** Directions for this task **
Rewrite the items below, putting "porch column" wherever "porch post" appears and leaving everything else the same.

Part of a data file
----

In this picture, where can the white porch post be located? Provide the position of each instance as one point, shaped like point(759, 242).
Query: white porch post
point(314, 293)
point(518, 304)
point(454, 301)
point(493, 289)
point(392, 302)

----

** Solution **
In this picture, where can the white porch column be located? Provide the position of each instance as one point, shaped like point(759, 242).
Query: white porch column
point(314, 293)
point(518, 304)
point(454, 301)
point(493, 289)
point(392, 302)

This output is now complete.